### EXTRACTED RECORDS

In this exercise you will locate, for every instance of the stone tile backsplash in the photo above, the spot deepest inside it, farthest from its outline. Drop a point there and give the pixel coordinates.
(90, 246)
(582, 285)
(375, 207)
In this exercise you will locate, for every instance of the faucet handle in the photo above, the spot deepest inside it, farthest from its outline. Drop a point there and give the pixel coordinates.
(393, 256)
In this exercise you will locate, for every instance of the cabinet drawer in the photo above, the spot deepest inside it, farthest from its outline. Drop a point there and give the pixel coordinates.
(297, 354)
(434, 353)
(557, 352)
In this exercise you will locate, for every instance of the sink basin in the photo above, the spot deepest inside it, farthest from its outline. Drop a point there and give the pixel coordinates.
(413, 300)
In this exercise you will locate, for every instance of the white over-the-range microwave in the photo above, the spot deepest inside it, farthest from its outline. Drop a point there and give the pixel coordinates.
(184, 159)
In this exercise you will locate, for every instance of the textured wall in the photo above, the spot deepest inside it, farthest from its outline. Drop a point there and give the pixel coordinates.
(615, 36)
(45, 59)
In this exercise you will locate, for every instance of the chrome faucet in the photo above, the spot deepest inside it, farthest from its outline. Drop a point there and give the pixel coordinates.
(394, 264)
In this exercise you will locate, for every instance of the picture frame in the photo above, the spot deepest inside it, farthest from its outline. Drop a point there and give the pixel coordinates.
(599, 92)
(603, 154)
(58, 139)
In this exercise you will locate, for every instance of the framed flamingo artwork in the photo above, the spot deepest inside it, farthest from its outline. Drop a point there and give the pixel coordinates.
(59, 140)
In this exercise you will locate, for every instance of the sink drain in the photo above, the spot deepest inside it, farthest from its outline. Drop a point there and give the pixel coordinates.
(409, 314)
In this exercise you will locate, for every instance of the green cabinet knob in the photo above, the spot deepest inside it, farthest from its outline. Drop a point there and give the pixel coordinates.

######

**EXERCISE DIRECTIONS:**
What you return must match the data line for line.

**WRITTEN RESPONSE:**
In this exercise you will locate, for every instance of the stone tile backsplash in the photo above, the spot deepest inside it, farthest from its outline. Drop a point there and give the pixel coordinates.
(90, 246)
(582, 285)
(375, 207)
In this exercise you will locate, for every instance of the faucet handle in the photo above, the spot deepest inside it, farthest from its outline. Drop a point there and give the pixel coordinates.
(393, 256)
In this exercise you will locate, for every instance of the cabinet drawer in the photo above, the spot deepest inside it, farthest from its outline. Drop a point there and give the pixel coordinates.
(297, 354)
(434, 353)
(557, 352)
In this exercise you will locate, for every instance of the sink basin in the photo above, the spot deepest inside it, farthest from its outline. Drop a point there and give the pixel coordinates.
(413, 300)
In this exercise you will locate, for every instance of the white over-the-range microwave in the photo above, the spot deepest inside it, farthest from its outline. Drop a point there and give the pixel coordinates.
(184, 159)
In this exercise you will locate, for every instance of the textured wall in the photo above, the spot deepest inside it, farthest from its outline. Drop a point there and give the pixel coordinates.
(615, 36)
(45, 59)
In this exercise you will locate, for every instance of the chrome faucet in the photo above, the spot deepest inside it, farthest from its outline. Drop a point there and give the pixel coordinates.
(394, 264)
In this exercise you will locate, for every instance of the picture frame in the photo above, the spot deepest inside it, farthest from its outline. Drop a point there and give the pixel coordinates.
(599, 92)
(603, 154)
(58, 139)
In this exercise you will locate, for every instance of the framed flamingo artwork in the photo above, the spot deepest inside it, farthest from its outline. Drop a point there and give the pixel coordinates.
(59, 140)
In this exercise you will locate, for every instance of the sink drain in the photo above, the spot deepest inside it, farthest from its outline. Drop a point there and give the pixel coordinates.
(409, 314)
In this exercise you will locate, for every instance of the green cabinet knob in the photo above, the spot deepest inside it, farthest from its outline. Drop a point there and give the pixel coordinates.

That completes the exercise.